§ **DOCUMENT SEGMENT**
===

# Black car purchase - how difficult to keep clean



## mgtf (Feb 20, 2015)

Looking a a new used car purchase and it’s black!

Is this the most difficult colour to keep clean and shiny!

Really was looking for white but the black has all the spec I have been looking for!


----------



## minotaur uk (Dec 13, 2018)

I have a new black car...and its a pain! Did a wash at the weekend, including a thorough clean of the wheels and application of a ceramic protection. 3 days after driving it looks like it needs another wash....demoralisng!


----------



## uggski (Jun 29, 2016)

minotaur uk said:


> I have a new black car...and its a pain! Did a wash at the weekend, including a thorough clean of the wheels and application of a ceramic protection. 3 days after driving it looks like it needs another wash....demoralisng!


But when it's been washed and detailed it looks the best :buffer:


----------



## BrummyPete (Jun 10, 2010)

I also have a black car, washed yesterday afternoon and by this morning was dirty again, as above looks the absolute mutts nuts when it's clean though

Sent from my SM-G955F using Tapatalk


----------



## minotaur uk (Dec 13, 2018)

uggski said:


> But when it's been washed and detailed it looks the best :buffer:


agreed....I just need to NOT drive it :lol:


----------



## Mikesphotaes (Jul 24, 2016)

A total pain but it does look good when finished!


----------



## Shiny (Apr 23, 2007)

Best colour ever when polished and treated.

Would i buy another.........ummmm.......


----------



## iCraig (Aug 9, 2017)

Don’t do it! I have a black car and about 30 seconds after detailing it it’s dusty and dirty all over again! :lol:

But when it’s clean they do look great!

===

§ **PROVIDED INFORMATION**

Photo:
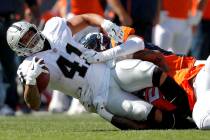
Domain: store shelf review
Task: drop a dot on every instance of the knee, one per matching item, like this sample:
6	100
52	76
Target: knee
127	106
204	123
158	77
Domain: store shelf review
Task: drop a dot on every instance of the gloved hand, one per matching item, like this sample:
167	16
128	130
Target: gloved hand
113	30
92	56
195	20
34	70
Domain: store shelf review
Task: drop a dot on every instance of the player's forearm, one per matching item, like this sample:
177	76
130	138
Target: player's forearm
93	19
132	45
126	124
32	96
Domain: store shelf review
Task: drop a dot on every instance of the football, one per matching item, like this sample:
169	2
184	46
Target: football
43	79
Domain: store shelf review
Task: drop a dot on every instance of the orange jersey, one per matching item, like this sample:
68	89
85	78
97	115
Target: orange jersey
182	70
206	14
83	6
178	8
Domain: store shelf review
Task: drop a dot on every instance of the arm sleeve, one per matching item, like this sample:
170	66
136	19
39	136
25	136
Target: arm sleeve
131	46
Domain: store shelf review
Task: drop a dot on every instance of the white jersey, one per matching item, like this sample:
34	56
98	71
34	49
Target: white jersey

===

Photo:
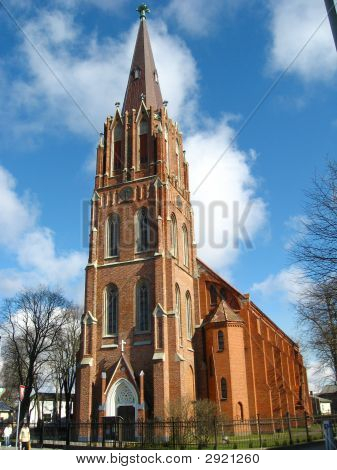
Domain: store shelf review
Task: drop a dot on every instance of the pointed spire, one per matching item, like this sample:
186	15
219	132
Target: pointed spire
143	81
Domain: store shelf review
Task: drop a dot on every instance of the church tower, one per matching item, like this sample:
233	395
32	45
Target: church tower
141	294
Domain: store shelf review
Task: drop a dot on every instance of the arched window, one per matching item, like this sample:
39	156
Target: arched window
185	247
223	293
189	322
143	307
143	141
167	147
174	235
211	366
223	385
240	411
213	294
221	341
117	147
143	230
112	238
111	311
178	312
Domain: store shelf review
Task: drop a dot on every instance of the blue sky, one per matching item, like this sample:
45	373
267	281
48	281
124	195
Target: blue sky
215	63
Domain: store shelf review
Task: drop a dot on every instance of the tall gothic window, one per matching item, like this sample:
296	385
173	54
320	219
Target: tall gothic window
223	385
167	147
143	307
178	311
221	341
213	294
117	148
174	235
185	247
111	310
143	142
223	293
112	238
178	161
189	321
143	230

===

§ **WORK TO COMPLETE**
- A) List every distinct username that heads a post in the black car forum thread, giving each name once.
- B) Return the stretch of the black car forum thread from "Best colour ever" through "do look great!", copied word for word.

§ **RESPONSES BY TASK**
- A)
mgtf
minotaur uk
uggski
BrummyPete
Mikesphotaes
Shiny
iCraig

- B)
Best colour ever when polished and treated.

Would i buy another.........ummmm.......


----------



## iCraig (Aug 9, 2017)

Don’t do it! I have a black car and about 30 seconds after detailing it it’s dusty and dirty all over again! :lol:

But when it’s clean they do look great!